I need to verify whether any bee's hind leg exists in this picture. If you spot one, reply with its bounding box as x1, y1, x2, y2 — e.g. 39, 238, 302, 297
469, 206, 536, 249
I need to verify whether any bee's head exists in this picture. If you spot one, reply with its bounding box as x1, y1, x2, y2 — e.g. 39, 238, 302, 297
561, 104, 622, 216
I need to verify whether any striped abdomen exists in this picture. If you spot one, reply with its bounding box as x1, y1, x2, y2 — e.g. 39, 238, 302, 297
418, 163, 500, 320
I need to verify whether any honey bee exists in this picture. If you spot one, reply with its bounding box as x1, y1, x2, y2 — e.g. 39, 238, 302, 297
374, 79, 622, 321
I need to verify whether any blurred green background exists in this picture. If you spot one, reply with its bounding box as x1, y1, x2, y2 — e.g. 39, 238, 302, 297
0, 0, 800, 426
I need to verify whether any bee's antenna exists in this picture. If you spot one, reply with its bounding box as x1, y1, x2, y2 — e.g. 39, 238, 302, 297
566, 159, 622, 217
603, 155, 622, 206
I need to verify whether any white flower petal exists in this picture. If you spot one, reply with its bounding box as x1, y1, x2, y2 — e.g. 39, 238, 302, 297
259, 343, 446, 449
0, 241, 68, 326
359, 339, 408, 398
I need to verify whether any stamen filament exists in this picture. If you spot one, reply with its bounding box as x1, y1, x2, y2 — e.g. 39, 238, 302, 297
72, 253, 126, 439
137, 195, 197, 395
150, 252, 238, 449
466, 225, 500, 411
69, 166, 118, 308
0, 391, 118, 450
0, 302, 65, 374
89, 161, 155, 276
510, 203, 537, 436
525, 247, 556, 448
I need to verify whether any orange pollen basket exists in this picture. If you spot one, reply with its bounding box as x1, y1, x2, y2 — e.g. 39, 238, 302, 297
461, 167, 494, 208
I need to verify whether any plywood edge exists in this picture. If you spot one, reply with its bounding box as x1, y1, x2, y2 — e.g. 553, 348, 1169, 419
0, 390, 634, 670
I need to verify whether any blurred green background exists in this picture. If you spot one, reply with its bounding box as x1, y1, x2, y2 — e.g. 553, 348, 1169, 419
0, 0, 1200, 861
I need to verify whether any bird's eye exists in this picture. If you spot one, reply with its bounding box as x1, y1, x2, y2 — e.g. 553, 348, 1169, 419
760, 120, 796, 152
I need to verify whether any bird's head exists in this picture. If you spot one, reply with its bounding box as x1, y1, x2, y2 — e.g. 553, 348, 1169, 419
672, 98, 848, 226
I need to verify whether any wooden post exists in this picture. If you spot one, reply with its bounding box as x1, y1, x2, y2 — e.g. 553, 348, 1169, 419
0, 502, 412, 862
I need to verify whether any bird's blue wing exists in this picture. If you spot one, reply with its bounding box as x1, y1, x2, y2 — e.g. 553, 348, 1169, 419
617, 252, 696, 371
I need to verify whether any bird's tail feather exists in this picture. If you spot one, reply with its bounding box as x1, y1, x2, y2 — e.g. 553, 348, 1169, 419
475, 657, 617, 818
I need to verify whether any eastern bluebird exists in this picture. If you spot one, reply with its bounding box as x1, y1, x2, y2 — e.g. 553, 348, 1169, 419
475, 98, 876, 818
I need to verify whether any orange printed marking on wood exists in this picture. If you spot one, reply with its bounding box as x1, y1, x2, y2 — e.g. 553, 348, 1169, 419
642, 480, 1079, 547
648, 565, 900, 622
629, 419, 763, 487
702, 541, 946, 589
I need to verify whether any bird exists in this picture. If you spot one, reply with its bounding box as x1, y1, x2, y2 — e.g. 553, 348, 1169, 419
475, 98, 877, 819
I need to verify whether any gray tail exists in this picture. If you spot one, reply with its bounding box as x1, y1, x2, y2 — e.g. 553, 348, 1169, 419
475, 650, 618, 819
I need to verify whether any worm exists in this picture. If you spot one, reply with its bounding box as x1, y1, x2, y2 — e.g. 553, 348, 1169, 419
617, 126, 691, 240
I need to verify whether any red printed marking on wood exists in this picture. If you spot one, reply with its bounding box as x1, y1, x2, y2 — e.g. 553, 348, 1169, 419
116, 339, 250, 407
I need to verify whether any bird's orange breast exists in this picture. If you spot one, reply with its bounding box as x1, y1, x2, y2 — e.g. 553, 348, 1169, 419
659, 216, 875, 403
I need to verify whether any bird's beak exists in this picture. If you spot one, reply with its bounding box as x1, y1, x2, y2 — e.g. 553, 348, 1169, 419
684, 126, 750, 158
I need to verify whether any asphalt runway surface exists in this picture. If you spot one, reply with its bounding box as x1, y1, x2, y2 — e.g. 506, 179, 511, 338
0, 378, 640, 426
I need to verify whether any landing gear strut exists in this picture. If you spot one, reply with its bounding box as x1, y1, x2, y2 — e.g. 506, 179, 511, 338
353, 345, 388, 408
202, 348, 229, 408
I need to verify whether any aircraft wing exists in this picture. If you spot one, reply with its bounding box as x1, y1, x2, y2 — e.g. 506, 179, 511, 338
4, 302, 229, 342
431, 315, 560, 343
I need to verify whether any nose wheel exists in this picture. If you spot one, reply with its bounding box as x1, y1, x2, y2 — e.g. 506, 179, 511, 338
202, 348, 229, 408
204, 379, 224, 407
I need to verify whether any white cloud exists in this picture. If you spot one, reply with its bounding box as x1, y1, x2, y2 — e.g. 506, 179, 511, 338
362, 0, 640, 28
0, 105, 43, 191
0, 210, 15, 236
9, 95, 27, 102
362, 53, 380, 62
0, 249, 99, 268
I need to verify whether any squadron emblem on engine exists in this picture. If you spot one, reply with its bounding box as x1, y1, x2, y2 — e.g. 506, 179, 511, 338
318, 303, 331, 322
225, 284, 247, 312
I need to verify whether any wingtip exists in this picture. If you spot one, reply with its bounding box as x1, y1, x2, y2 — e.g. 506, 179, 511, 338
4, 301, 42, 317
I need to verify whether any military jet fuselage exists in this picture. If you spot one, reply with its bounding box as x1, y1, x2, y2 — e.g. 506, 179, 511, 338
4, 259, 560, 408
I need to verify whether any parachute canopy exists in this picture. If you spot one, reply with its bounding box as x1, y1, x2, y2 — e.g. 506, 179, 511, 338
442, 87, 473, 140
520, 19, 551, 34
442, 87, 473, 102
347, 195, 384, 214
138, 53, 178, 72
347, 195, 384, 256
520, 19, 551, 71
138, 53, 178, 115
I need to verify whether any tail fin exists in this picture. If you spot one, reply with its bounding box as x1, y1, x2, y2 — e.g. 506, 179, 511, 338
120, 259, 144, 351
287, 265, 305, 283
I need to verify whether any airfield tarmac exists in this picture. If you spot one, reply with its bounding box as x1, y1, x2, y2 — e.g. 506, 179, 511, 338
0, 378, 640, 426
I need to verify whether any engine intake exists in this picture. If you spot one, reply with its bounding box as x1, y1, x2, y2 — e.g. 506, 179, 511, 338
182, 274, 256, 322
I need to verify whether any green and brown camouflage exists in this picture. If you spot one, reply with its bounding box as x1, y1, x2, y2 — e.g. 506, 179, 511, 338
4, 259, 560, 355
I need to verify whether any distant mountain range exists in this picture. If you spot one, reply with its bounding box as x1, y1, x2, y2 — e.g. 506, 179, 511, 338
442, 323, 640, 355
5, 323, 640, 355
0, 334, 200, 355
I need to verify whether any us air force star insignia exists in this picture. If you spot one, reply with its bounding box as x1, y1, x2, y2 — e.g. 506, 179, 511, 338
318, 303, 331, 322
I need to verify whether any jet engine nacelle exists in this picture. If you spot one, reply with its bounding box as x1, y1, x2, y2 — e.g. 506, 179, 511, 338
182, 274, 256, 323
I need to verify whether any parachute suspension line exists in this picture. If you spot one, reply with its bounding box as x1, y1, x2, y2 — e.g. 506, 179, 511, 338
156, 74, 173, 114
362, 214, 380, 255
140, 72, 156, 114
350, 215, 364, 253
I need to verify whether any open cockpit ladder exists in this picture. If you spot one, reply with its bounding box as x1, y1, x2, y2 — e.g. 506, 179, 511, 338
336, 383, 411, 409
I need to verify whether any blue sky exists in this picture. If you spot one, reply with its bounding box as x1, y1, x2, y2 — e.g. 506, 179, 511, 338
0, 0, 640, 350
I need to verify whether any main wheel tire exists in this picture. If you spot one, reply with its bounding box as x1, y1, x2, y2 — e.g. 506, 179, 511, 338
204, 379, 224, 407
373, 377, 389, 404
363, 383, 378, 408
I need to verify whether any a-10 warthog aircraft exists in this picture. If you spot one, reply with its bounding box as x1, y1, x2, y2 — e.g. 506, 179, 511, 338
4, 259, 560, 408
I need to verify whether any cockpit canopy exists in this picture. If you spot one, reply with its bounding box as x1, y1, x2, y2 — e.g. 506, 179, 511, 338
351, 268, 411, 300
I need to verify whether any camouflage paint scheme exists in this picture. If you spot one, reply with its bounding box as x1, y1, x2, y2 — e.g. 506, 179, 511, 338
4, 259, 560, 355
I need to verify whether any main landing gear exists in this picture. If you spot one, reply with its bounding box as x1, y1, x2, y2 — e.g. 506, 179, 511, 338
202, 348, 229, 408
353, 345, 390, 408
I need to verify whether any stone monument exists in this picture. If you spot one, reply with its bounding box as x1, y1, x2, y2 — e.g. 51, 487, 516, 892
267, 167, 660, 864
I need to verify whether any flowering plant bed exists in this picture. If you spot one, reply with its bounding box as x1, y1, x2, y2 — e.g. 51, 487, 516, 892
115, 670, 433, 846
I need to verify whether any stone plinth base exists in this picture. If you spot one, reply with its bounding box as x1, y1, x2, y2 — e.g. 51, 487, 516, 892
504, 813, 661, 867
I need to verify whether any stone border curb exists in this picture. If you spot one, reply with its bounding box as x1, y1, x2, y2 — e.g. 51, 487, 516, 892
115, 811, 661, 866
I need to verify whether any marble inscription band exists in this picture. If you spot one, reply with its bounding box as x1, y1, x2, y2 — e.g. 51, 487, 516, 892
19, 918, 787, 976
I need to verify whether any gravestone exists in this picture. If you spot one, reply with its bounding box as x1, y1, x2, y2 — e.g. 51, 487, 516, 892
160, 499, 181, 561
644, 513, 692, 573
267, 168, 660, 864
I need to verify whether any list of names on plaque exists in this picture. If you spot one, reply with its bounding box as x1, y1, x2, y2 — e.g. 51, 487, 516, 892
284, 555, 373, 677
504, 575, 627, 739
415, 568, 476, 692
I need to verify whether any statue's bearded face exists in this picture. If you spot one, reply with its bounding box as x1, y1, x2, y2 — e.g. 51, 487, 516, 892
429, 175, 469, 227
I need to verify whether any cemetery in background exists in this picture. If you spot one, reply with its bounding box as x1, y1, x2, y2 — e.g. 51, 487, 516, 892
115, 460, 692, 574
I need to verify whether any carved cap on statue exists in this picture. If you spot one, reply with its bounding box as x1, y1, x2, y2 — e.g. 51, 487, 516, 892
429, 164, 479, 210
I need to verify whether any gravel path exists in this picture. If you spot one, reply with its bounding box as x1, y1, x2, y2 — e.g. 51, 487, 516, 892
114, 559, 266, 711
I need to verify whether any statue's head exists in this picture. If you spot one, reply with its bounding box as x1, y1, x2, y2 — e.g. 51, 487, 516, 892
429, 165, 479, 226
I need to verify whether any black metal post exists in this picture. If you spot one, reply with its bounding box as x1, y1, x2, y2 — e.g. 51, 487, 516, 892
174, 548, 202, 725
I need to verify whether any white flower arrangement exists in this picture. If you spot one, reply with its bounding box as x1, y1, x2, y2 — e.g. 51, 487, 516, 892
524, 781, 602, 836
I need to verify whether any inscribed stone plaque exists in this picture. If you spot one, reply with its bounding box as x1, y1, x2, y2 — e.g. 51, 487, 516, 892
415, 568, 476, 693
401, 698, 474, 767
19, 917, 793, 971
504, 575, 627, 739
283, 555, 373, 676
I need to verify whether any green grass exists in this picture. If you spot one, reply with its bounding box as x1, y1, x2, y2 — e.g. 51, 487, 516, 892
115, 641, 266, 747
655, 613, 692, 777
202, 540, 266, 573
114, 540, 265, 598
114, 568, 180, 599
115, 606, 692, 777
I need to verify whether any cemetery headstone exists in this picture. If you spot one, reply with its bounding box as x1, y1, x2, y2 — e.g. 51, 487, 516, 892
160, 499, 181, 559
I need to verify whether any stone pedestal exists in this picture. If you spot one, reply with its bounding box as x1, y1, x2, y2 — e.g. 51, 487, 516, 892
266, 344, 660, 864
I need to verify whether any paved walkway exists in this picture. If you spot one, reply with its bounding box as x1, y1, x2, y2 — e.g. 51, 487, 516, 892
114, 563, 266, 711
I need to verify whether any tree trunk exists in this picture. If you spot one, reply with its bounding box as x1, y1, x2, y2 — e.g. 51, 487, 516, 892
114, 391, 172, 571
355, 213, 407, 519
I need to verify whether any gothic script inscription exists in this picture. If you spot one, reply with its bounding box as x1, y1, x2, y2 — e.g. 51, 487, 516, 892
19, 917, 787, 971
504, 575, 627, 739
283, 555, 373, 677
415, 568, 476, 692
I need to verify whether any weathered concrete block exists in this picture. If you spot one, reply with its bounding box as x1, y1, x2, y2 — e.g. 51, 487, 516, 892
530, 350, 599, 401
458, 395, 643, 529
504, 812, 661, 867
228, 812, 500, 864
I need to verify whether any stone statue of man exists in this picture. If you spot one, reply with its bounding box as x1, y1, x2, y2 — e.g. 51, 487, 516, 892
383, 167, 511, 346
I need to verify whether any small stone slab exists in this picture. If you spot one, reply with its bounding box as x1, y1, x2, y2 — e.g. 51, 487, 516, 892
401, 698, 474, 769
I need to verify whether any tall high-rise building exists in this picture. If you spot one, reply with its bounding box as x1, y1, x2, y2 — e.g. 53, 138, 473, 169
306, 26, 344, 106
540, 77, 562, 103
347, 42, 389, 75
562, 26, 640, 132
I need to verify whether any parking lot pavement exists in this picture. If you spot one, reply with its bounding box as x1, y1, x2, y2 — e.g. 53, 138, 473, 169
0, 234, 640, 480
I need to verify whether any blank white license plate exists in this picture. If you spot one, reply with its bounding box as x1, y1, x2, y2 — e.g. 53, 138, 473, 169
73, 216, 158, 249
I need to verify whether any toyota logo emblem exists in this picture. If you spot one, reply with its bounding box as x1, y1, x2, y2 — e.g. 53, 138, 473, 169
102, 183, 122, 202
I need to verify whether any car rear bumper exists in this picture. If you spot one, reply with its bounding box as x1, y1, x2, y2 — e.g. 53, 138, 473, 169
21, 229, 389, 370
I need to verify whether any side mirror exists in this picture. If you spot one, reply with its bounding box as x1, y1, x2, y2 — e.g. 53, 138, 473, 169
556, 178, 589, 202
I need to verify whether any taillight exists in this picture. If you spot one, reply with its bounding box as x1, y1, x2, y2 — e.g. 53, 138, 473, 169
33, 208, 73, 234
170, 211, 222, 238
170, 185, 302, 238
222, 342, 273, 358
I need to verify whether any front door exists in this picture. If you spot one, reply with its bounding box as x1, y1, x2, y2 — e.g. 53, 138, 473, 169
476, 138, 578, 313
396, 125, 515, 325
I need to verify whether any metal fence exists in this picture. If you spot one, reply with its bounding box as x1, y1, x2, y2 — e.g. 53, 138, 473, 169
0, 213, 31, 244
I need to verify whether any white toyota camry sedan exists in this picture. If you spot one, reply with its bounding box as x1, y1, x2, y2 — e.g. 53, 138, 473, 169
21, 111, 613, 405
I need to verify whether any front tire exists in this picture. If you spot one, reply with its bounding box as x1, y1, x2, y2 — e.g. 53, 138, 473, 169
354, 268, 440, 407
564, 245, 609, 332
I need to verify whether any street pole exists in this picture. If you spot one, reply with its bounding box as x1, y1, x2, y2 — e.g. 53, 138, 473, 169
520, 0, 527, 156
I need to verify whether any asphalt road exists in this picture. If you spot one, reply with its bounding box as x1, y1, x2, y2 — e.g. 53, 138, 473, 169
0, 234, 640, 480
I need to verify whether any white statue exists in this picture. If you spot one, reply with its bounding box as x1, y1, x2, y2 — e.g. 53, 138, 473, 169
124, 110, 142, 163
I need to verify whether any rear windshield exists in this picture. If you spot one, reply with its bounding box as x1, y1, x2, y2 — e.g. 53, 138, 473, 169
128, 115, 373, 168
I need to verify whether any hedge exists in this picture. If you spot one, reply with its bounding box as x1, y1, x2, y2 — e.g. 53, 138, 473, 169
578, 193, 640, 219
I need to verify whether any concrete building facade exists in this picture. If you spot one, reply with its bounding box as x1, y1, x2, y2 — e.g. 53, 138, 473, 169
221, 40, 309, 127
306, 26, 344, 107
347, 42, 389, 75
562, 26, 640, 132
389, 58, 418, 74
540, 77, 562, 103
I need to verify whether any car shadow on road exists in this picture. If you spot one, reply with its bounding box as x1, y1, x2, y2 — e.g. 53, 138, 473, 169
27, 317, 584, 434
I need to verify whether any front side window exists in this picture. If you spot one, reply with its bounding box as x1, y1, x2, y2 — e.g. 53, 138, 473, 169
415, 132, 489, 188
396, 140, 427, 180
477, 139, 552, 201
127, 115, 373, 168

——————————

Kurze Übung:
Schreibe aus den Daten alles von der Zeile mit „I need to verify whether any bird exists“ bis hinunter zur Zeile mit „475, 98, 877, 819“ noch einmal ab und ersetze dabei „picture“ durch „photo“, ohne sonst etwas zu verändern.

Lösung der Übung:
I need to verify whether any bird exists in this photo. If you spot one, reply with its bounding box as x1, y1, x2, y2 — e.g. 553, 348, 1169, 419
475, 98, 877, 819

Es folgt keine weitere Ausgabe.